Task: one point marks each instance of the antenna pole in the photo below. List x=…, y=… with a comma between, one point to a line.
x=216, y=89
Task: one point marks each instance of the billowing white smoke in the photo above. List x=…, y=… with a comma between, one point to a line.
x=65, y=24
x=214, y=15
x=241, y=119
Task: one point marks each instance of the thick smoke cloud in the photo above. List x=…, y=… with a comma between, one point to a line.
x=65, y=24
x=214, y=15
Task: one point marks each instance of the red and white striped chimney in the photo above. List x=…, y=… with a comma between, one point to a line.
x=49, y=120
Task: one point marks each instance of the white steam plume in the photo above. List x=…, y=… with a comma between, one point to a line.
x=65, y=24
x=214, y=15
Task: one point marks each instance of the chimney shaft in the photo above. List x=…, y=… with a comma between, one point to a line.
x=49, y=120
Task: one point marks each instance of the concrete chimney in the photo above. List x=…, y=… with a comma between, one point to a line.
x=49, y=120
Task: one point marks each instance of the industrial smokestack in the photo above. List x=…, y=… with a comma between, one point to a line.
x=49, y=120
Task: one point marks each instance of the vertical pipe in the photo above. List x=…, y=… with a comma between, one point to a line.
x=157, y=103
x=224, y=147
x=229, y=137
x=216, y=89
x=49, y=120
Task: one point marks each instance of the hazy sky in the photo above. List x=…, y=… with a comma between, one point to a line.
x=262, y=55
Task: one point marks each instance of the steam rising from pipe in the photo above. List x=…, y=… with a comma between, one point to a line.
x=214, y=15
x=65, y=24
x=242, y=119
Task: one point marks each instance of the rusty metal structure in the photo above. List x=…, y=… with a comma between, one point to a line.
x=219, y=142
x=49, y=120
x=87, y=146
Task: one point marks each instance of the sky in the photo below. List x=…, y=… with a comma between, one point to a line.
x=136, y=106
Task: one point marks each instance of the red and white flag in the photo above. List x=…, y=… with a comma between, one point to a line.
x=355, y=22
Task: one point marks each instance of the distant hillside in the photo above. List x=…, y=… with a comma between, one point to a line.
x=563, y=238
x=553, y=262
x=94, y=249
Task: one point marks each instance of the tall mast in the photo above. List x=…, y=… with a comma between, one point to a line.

::::::::

■ REQUIRED WORK
What is needed is an exact copy of all the data above.

■ SOLVED PROBLEM
Task: one point marks each instance of the antenna pole in the photo below. List x=…, y=… with a comma between, one point to a line.
x=216, y=89
Task: one point marks each instance of the billowing white smoke in the photo above. List x=…, y=… with a comma between, one point to a line.
x=65, y=24
x=214, y=15
x=241, y=119
Task: one point marks each instance of the thick smoke cloud in the photo above. List x=…, y=… with a comma between, one point to a line.
x=65, y=24
x=214, y=15
Task: one point marks each instance of the red and white striped chimney in the photo above. List x=…, y=… with a comma between, one point to a line.
x=49, y=120
Task: one point marks each instance of the white steam plume in the photo above. List x=…, y=… with a comma between, one point to a line.
x=65, y=24
x=214, y=15
Task: one point marks each instance of the chimney shaft in the photo above. List x=…, y=… with a comma between, one point to a line.
x=49, y=120
Task: one point marks each instance of the concrete chimney in the photo above. List x=…, y=… with a comma between, one point to a line.
x=49, y=120
Task: one point marks each instance of the industrial smokestack in the photo above. List x=…, y=… with a comma between, one point to a line.
x=49, y=120
Task: one point marks each instance of the vertical pipe in the photo above. List x=…, y=… with a comma between, one point to a line.
x=157, y=103
x=224, y=147
x=229, y=137
x=216, y=89
x=49, y=120
Task: one point marks each instance of the hazy sky in the photo above. List x=…, y=… with a comma between, one point to a line.
x=262, y=55
Task: one point marks each instance of the steam rising from pipe in the photo above. List x=…, y=… with a comma between, one point to a line.
x=214, y=15
x=65, y=24
x=242, y=119
Task: one point marks each instance of the rusty metal structure in the photo above. List x=…, y=… with a comma between, one point to a line.
x=219, y=142
x=49, y=120
x=87, y=146
Task: one point marks each instance of the sky in the photo below. List x=…, y=… with a comma between, one point to a line.
x=136, y=106
Task: one point marks each instance of the red and white flag in the photo above. List x=…, y=… with a comma between, one point to a line.
x=355, y=22
Task: one point marks each instance of the distant hillside in the photo above. List x=…, y=… with a comma between, one point to a line.
x=563, y=238
x=553, y=262
x=94, y=249
Task: one point marks each instance of the tall mast in the photo above. List x=…, y=… with a comma between, one point to a line.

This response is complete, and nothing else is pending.